_Aim_
Rewrite every line of the rows below as a two-column Markdown table, numbering the lines in a column headed "No." and putting each line's text in a column headed "Line". Leave out blank lines and the pictures.

— Begin Records supplied —

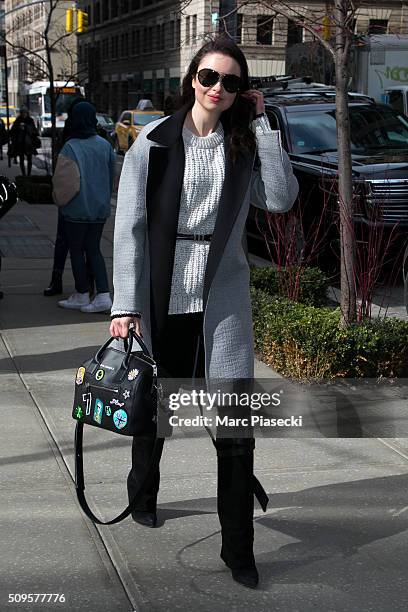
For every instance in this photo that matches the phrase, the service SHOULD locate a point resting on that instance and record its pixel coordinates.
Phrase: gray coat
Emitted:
(145, 236)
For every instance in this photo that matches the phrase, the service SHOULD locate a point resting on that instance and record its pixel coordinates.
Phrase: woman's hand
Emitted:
(119, 328)
(257, 98)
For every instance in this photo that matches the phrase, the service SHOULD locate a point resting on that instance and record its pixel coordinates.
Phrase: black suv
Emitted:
(379, 145)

— End Records supplied —

_Answer to this task_
| No. | Line |
|---|---|
| 1 | For every instance in this photo that matches the phrase, the service SHOULD locate a point resting on that instance and record its pixel coordinates. |
| 2 | Phrase: gray coat |
| 3 | Emitted: |
| 4 | (145, 236) |
| 5 | For every instance in this photo that matches the phrase, the service SHOULD locate a point resting on that instance and record its pixel coordinates. |
| 6 | Phrase: woman's hand |
| 7 | Emitted: |
| 8 | (119, 328) |
| 9 | (257, 98) |
| 10 | For every instance in this photo that matches the phrase, the service SHOULD locate a point resting on that instance and record its pixel coordinates. |
| 11 | Phrase: black suv |
| 12 | Emitted: |
| 13 | (379, 145) |